*WORK REQUIRED*
Below are the entries; return every line among them that holds the word "slice".

*THE INPUT*

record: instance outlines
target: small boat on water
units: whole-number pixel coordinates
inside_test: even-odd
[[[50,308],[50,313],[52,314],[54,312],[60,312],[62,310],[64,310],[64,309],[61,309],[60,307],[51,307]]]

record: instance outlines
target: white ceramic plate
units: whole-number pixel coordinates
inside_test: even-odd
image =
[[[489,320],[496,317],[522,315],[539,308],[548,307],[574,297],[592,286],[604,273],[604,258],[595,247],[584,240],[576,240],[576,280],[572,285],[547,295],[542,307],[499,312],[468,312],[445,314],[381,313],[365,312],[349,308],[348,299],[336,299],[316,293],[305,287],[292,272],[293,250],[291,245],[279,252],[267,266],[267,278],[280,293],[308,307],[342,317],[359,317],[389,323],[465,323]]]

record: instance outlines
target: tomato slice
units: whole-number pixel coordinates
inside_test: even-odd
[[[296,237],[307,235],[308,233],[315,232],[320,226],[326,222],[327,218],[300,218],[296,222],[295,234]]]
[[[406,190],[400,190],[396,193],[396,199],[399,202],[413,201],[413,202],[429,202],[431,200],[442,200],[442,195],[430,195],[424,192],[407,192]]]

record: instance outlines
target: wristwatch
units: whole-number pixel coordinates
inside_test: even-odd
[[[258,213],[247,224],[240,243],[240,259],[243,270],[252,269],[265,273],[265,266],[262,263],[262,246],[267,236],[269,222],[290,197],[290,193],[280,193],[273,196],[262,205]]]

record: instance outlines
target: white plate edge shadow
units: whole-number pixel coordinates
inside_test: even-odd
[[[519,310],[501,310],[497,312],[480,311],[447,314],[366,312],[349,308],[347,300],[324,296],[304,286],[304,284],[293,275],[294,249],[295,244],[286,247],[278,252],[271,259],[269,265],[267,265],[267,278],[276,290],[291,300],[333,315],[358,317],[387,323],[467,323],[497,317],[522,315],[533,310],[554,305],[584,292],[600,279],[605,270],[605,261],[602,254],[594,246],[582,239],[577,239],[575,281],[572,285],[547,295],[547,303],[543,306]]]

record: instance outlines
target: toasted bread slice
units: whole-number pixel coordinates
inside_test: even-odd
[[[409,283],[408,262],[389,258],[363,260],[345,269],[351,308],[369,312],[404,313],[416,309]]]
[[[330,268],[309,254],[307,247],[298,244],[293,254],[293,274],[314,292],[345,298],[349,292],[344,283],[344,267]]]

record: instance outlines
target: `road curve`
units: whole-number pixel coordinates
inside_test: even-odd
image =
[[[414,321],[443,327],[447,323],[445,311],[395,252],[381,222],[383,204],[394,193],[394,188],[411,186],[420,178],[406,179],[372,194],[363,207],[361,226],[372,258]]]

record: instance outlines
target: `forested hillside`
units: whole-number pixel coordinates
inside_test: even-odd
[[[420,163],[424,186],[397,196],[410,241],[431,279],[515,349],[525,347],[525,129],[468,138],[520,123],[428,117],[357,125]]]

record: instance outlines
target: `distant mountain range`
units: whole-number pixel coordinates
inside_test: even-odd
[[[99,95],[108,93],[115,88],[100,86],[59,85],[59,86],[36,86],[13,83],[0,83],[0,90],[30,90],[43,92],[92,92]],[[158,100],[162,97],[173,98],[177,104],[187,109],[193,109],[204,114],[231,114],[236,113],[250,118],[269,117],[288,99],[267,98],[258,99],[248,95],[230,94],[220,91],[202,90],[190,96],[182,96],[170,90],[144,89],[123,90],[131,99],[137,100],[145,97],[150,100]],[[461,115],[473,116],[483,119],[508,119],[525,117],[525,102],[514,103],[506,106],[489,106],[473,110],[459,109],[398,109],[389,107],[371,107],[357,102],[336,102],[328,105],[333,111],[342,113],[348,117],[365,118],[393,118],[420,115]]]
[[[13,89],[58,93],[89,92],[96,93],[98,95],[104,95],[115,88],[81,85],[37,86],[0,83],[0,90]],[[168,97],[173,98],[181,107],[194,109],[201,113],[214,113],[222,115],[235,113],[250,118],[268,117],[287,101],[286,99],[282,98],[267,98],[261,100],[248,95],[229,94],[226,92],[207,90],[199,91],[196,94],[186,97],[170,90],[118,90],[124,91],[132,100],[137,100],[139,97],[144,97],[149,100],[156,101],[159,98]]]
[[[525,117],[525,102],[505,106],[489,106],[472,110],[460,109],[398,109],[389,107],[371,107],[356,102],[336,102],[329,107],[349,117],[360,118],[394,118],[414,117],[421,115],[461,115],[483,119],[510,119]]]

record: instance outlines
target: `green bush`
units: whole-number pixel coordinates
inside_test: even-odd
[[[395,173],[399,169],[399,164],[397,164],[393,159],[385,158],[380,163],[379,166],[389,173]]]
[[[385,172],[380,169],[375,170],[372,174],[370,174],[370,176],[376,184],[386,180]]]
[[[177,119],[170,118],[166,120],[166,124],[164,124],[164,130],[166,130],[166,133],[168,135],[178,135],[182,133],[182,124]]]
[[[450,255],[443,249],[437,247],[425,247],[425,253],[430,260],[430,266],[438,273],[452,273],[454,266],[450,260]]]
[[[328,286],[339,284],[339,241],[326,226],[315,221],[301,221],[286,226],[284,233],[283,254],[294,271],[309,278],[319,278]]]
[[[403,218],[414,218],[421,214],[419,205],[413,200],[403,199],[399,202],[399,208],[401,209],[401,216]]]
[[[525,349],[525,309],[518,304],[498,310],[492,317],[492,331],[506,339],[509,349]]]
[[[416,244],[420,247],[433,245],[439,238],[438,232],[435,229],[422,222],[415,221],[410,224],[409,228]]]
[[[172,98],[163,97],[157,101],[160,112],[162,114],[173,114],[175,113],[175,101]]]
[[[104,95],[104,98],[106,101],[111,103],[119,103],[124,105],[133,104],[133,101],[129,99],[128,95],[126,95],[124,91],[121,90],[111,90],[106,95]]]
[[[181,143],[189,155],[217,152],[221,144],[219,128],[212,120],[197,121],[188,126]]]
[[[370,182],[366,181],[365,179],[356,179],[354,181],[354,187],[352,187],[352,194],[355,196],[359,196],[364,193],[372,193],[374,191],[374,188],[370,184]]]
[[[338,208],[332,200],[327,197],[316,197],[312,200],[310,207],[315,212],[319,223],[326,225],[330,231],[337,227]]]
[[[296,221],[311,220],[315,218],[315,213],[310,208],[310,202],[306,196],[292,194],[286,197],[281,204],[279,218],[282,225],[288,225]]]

*RESPONSE*
target: tomato slice
target: toasted bread slice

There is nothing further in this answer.